__Page excerpt__
============================================================

Monday, 3 January 2022

Quote of the Week (1)

 It has been sad to see our local newspapers disappear. The loss is not ours alone. As Tom Zoellner points out in the quotation below this map, those who follow will know much less about us. 

News Deserts



“What were we doing with all those shorter items we slammed into the paper, however imperfectly, was logging a record of events into the permanent memory of the nation. Crack open any civic history at the bibliography, and odds are excellent that most of the details are sourced from the local paper. If we didn’t publish it, it might as well have never happened, so far as future consciousness is concerned. Now that a daily record of happenings is vanishing from America’s towns and cities, so with it will come amnesia. The stack of newspapers that mattered most, and which we spent no time thinking about, was delivered to the library archives. Future urban historians will come across an abundance of detail about virtually every town and city in the U.S. up until the first decade of the twenty-first century, when the record starts to trail off and the permanent record of what happened across America begins to disappear like brain cells under attack. How far this new Dark Age will last is, as yet, unknown. The COVID-19 lockdown and recession tore through an already feeble business, killing dozens of newspapers that had served their towns for more than a hundred years and leaving the civic lights dimmed, perhaps permanently.”

============================================================

__Dataset excerpts__
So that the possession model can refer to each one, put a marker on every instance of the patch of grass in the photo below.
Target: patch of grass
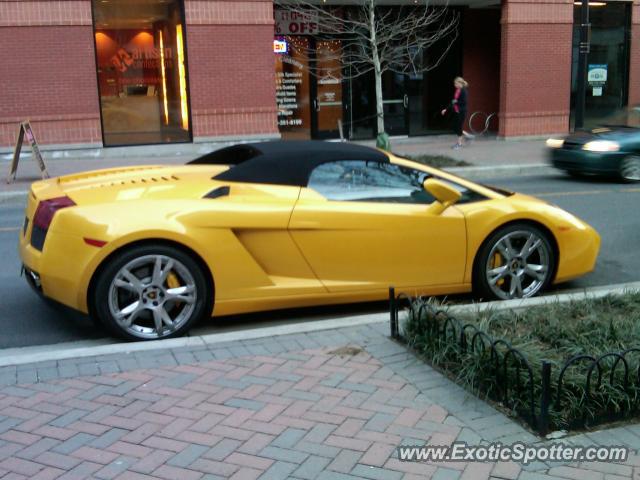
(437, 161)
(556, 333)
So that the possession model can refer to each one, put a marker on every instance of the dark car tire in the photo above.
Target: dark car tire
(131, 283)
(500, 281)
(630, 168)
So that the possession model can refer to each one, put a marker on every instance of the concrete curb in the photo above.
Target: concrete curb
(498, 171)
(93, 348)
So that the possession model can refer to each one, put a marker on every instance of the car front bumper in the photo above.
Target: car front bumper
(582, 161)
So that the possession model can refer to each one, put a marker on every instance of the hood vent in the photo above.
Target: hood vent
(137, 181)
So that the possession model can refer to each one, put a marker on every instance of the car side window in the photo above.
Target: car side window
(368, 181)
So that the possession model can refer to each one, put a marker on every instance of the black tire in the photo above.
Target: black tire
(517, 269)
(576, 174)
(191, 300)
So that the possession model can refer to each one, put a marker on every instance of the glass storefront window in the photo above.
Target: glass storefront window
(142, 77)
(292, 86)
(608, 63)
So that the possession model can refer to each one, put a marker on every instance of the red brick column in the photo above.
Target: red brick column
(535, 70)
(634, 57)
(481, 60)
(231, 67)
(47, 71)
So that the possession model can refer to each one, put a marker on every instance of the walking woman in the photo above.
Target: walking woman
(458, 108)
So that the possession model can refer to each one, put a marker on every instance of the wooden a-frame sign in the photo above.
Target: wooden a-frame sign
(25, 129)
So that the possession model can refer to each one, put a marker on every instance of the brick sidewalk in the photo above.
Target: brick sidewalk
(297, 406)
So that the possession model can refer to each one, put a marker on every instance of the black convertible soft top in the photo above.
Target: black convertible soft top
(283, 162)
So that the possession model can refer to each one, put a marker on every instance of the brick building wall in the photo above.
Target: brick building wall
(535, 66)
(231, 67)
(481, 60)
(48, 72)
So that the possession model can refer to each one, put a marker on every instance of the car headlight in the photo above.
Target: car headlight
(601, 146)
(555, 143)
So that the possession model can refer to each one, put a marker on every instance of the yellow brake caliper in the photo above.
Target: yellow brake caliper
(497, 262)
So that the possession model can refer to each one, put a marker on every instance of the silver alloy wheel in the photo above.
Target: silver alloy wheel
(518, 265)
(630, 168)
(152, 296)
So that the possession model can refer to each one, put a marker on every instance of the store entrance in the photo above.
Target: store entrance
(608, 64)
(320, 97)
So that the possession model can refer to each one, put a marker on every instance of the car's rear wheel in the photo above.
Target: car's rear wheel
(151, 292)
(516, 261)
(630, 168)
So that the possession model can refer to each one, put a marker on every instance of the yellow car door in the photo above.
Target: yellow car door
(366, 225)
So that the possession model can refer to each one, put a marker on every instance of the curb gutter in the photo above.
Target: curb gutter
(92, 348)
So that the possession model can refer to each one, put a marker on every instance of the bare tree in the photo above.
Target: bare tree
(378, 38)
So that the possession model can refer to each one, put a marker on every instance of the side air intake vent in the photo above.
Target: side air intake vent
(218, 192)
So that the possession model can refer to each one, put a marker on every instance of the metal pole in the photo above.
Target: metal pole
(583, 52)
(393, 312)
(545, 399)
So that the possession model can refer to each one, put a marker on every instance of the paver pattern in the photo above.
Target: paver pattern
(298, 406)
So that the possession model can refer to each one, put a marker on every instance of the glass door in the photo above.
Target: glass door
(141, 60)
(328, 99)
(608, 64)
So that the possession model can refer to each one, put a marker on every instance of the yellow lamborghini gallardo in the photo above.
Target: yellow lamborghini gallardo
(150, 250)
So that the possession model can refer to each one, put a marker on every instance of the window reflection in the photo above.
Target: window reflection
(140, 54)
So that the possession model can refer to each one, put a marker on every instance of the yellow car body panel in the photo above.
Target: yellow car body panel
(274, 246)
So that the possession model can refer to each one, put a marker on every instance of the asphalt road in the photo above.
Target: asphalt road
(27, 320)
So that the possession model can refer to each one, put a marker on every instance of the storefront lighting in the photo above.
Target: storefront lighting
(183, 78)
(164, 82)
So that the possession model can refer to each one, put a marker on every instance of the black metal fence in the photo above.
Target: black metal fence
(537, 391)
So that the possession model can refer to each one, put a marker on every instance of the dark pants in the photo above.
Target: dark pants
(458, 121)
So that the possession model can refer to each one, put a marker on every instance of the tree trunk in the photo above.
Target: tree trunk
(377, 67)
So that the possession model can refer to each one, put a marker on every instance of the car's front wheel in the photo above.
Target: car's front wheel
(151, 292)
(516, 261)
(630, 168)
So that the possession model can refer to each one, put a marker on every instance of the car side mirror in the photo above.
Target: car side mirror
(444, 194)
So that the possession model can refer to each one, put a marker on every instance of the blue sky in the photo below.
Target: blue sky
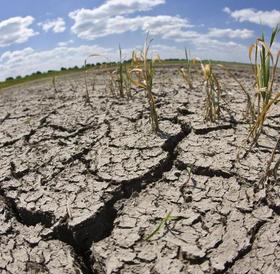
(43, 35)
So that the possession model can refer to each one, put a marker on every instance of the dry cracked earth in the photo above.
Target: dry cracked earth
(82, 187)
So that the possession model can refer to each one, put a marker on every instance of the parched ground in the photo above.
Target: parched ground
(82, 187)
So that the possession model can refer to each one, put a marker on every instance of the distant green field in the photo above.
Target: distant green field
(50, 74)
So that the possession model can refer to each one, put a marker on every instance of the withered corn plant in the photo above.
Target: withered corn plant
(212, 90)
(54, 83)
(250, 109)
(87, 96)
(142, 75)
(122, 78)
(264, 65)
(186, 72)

============================================================

__Work instruction 1__
In the post about losing local newspapers, rewrite the paragraph starting "What were we doing with all those shorter items" as a short bulleted list that keeps its main facts.
__Work instruction 2__
Answer these from the post about losing local newspapers, one line each:
(a) Who does the post name as the source of the quotation?
(b) Where, according to the quotation, was the stack of newspapers delivered?
(c) What on the post is given as the date?
__Work instruction 3__
Resume the post about losing local newspapers, writing on from the end of its closing quotation.

__Task response 1__
- The short items local papers printed logged a record of events into the nation's permanent memory.
- Most details in civic histories are usually sourced from the local paper; what went unpublished is, for future memory, as if it never happened.
- The newspaper stacks delivered to library archives mattered most, though no one thought about them.
- Future urban historians will find rich detail on almost every U.S. town and city up to the first decade of the twenty-first century, after which the record trails off.
- As daily records vanish, amnesia follows, and how long this new Dark Age will last is unknown.
- The COVID-19 lockdown and recession killed dozens of newspapers that had served their towns for over a hundred years, perhaps dimming civic lights permanently.

__Task response 2__
(a) Tom Zoellner
(b) To the library archives
(c) Monday, 3 January 2022

__Task response 3__
From: “Late City Final,” in The National Road, by Tom Zoellner, pp.133-134.



The answer here in London, for the London Free Press, is the Postmedia Network, and much of the content in it looks very much like that found in other Postmedia papers across the country.

The Bonus:
The maps above relate to the U.S., but the situation is similar in Canada. A good source for data is the Local News Research Project at Ryerson University's School of Journalism.